## Ziel
Gib alle Zeilen der folgenden Daten als nummerierte Liste aus und lass dabei Leerzeilen weg. Die Bilder kommen in der Ausgabe nicht vor.

[Einträge zu Punktmarkierungen in Bildern]
+-------+
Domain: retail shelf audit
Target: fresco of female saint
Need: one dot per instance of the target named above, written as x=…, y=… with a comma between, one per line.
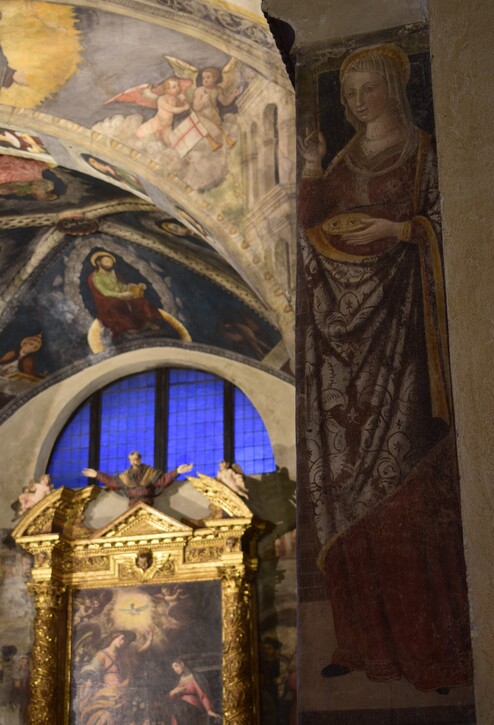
x=191, y=701
x=380, y=459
+-------+
## Vollständige Ausgabe
1. Domain: retail shelf audit
2. Target: fresco of female saint
3. Need: one dot per instance of the target named above, written as x=…, y=… with a comma between, one per line.
4. x=191, y=701
5. x=380, y=459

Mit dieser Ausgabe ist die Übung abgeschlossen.